EXERCISE PROMPT -> In your copy, leave out the pictures; write out all the data exactly.

RECORDS FOR THE TASK ->
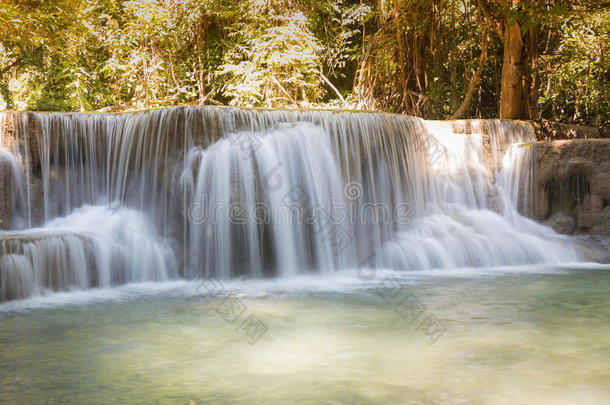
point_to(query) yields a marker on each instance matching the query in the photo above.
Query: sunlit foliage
(421, 57)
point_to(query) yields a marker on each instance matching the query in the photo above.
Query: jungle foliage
(431, 58)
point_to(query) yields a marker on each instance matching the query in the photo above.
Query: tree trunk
(511, 93)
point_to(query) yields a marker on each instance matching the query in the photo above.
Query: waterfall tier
(105, 199)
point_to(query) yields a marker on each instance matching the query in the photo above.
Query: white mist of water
(226, 192)
(92, 247)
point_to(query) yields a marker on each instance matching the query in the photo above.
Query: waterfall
(106, 199)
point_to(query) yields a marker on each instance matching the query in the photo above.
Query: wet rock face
(6, 194)
(572, 186)
(562, 223)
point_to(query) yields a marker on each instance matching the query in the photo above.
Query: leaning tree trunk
(511, 92)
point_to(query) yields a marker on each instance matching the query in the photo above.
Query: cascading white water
(225, 192)
(92, 247)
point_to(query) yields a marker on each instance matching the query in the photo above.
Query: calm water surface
(491, 337)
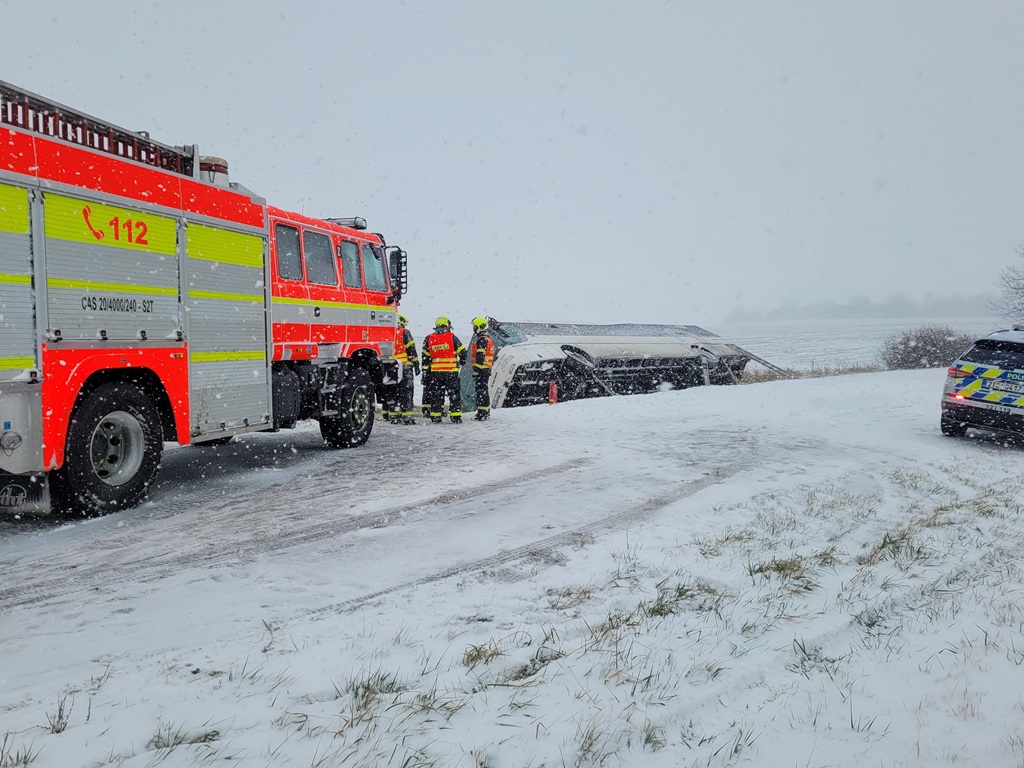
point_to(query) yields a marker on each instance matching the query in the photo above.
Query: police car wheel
(115, 442)
(353, 425)
(951, 426)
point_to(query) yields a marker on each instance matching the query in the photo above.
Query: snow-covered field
(796, 573)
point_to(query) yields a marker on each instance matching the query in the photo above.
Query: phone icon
(86, 212)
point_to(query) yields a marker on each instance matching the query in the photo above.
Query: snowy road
(431, 539)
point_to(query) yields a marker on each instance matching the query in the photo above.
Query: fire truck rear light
(10, 441)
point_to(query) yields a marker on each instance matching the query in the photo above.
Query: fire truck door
(225, 300)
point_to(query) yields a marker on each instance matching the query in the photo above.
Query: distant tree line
(928, 346)
(897, 306)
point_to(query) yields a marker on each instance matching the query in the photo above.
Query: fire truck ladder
(30, 112)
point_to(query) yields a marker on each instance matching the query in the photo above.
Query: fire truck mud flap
(24, 495)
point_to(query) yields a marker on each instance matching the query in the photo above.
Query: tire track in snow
(64, 577)
(536, 550)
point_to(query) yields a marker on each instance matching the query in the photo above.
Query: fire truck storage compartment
(17, 331)
(112, 272)
(226, 329)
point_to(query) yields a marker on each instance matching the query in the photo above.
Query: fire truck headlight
(10, 440)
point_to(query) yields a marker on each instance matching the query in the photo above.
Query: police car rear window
(1008, 355)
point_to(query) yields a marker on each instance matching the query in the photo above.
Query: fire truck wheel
(115, 442)
(355, 423)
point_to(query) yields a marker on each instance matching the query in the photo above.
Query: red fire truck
(144, 297)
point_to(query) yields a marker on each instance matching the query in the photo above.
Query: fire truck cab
(146, 298)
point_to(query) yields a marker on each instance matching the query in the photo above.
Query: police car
(985, 386)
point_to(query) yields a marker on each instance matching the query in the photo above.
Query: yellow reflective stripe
(83, 221)
(252, 354)
(222, 246)
(6, 364)
(317, 302)
(13, 209)
(971, 388)
(221, 296)
(91, 285)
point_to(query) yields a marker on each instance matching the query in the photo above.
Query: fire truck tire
(115, 442)
(353, 425)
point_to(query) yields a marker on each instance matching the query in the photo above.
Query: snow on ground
(795, 573)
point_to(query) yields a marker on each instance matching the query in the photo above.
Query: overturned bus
(549, 361)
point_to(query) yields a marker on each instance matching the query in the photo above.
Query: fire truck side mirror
(397, 266)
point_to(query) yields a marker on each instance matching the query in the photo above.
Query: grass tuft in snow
(12, 756)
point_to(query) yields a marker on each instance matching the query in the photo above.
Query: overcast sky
(588, 161)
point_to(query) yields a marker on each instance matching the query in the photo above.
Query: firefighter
(398, 397)
(443, 354)
(481, 352)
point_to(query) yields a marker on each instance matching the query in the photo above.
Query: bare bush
(1012, 287)
(928, 346)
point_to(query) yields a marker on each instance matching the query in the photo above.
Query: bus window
(320, 262)
(373, 267)
(350, 271)
(289, 258)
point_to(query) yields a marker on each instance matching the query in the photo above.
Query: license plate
(1008, 386)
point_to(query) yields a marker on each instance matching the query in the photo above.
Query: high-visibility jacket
(481, 351)
(404, 346)
(442, 353)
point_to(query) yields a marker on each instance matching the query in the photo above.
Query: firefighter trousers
(481, 382)
(435, 387)
(402, 393)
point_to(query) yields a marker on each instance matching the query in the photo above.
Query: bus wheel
(353, 425)
(113, 452)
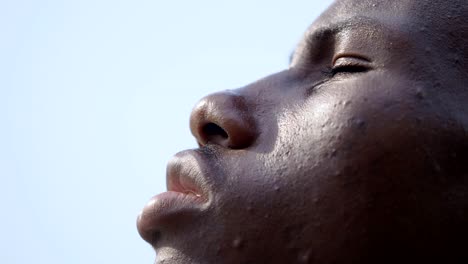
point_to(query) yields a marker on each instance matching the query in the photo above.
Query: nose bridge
(224, 118)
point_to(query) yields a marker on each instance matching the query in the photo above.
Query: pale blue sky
(95, 98)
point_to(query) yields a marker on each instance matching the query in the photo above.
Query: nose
(225, 119)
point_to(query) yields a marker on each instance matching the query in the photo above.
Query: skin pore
(354, 154)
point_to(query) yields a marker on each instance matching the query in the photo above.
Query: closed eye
(350, 65)
(348, 69)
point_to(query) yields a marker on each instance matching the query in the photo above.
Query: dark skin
(355, 154)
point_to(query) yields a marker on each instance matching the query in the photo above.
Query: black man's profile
(357, 153)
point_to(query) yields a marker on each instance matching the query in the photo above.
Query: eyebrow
(320, 34)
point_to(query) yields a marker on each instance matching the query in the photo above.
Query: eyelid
(349, 59)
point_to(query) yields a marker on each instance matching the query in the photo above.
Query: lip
(187, 195)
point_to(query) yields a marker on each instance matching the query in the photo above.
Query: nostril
(214, 133)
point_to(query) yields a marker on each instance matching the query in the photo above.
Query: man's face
(352, 155)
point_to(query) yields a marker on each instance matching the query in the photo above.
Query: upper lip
(184, 174)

TASK RESPONSE ->
point_to(query) yields a marker on each instance matching the query in the photo above.
Query: sunlit foliage
(421, 57)
point_to(query) yields a marker on each instance matching the query in the photo above.
Query: jungle foliage
(431, 58)
point_to(query) yields a marker on each instance matching the query in the photo above.
Query: tree trunk
(511, 93)
point_to(query) yields a marker on each instance matching the query in the photo above.
Query: waterfall tier
(105, 199)
point_to(query) yields a marker on each instance matching the query in the photo above.
Query: white mist of water
(226, 192)
(92, 247)
point_to(query) yields a marker on each instance matching the query in the photo above.
Query: waterfall
(106, 199)
point_to(query) yields a marker on each instance matching the query in the photo above.
Query: wet rock face
(6, 194)
(572, 186)
(562, 223)
point_to(query) yields a marker on each instance matching the query in the photo above.
Query: leaning tree trunk
(511, 92)
point_to(query) yields a marker on each instance matching the query in the photo above.
Query: cascading white water
(225, 192)
(92, 247)
point_to(query) yields a marker on each instance matching the query in the photo above.
Query: calm water surface
(491, 337)
point_to(query) yields a marker on each instance matching the query in the photo above.
Query: police car wheel
(115, 442)
(353, 425)
(951, 426)
point_to(query) yields a marker on each instance matching the query in the photo above.
Query: snow-covered field
(796, 573)
point_to(query) yields a marker on each instance matching the query in the photo above.
Query: phone icon
(86, 212)
point_to(query) yields a marker on each instance matching the query in the photo above.
Query: snowy road
(431, 539)
point_to(query) yields a marker on each instance matching the query in the photo above.
Query: fire truck rear light
(10, 441)
point_to(query) yields a marker on each instance matching the query in the photo above.
Query: fire truck door
(225, 300)
point_to(query) yields a marker on each instance matching the query in the photo above.
Query: distant tree line
(928, 346)
(897, 306)
point_to(query) yields a marker on each instance matching the query in the photo above.
Query: fire truck ladder
(30, 112)
point_to(query) yields a marker on each instance matching the query in the photo above.
Query: fire truck mud flap
(24, 495)
point_to(query) yields a marker on each instance matching the query in the photo above.
Query: tire track in snow
(64, 577)
(536, 550)
point_to(query) yields a marker on each instance matching the query in the photo above.
Query: fire truck storage compartment
(17, 331)
(112, 272)
(226, 329)
point_to(query) yields a marker on each instance matching the query in the photo above.
Query: fire truck headlight
(10, 440)
point_to(query) yields a marker on each instance matching the query in the photo above.
Query: police car rear window
(1008, 355)
point_to(query) yields a marker on each instance matching the query in the photo above.
Query: fire truck wheel
(115, 442)
(355, 423)
point_to(query) yields a marker on each instance matching the query in the photo above.
Query: red fire truck
(144, 297)
point_to(query) yields a marker on each instance matching the query in the photo above.
Query: fire truck cab
(146, 298)
point_to(query) yields a marker on each instance matching the query in the photo above.
Query: police car
(985, 386)
point_to(query) yields a marker on each instance matching the query in the photo above.
Query: yellow reflective stripe
(83, 221)
(252, 354)
(222, 246)
(6, 364)
(317, 302)
(13, 209)
(971, 388)
(221, 296)
(91, 285)
point_to(query) yields a marker on each instance matching the query in the photo above.
Query: fire truck tire
(115, 442)
(353, 425)
point_to(query) yields a marker on each instance matching the query in the photo above.
Query: snow on ground
(795, 573)
point_to(query) yields a marker on each instance matching the query in the photo above.
Query: overturned bus
(549, 361)
point_to(query) yields a marker on each instance matching the query in the photo above.
Query: fire truck side mirror
(397, 266)
point_to(query) yields a marker on each instance matching the query in the photo above.
Query: grass tuft in snow
(12, 756)
point_to(query) yields a marker on each instance matching the query in the photo above.
Query: overcast sky
(588, 161)
point_to(query) yields a marker on each instance matching the query in the photo above.
Query: firefighter
(398, 397)
(443, 354)
(481, 352)
point_to(query) yields a marker on each instance matching the query in the photo above.
Query: bare bush
(1012, 287)
(928, 346)
point_to(query) yields a marker on each instance matching the query in the photo above.
Query: bus window
(320, 262)
(373, 267)
(350, 271)
(289, 258)
point_to(query) yields a marker on each instance matching the query in the photo above.
Query: license plate
(1008, 386)
point_to(query) yields a marker on each instance matching the query in the photo above.
Query: high-visibility jacket
(481, 351)
(404, 346)
(442, 353)
point_to(query) yields a marker on each instance matching the query in the photo above.
Query: firefighter trousers
(481, 382)
(435, 387)
(402, 393)
point_to(query) yields a marker on each instance matching the query in the photo above.
Query: bus wheel
(353, 425)
(113, 452)
point_to(query) yields a marker on each instance matching the query in the photo above.
Query: nose bridge
(224, 118)
point_to(query) yields a marker on each instance matching the query in the photo above.
Query: pale blue sky
(95, 98)
point_to(query) yields a marker on each instance matching the query in the photo above.
Query: nose
(225, 119)
point_to(query) yields a marker on each instance matching the query in the photo above.
Query: skin pore
(354, 154)
point_to(query) yields a marker on each instance matching the query in the photo above.
Query: closed eye
(350, 65)
(348, 69)
point_to(query) yields a marker on each instance matching the query in the photo above.
Query: dark skin
(355, 154)
point_to(query) yields a marker on each instance matching the query in the photo above.
Query: black man's profile
(357, 153)
point_to(query) yields a marker on each instance matching the query in the photo above.
Query: eyebrow
(320, 34)
point_to(query) yields a marker on each instance matching the query in the photo above.
Query: eyelid
(349, 59)
point_to(query) yields a marker on each instance matching the query in the photo above.
Query: lip
(187, 195)
point_to(query) yields a marker on each instance matching the query in the photo above.
Query: nostril
(214, 133)
point_to(query) yields a marker on each instance matching the query in the photo above.
Query: man's face
(352, 155)
point_to(query) yields a marker on each instance matching the query in the photo above.
Query: upper lip
(184, 174)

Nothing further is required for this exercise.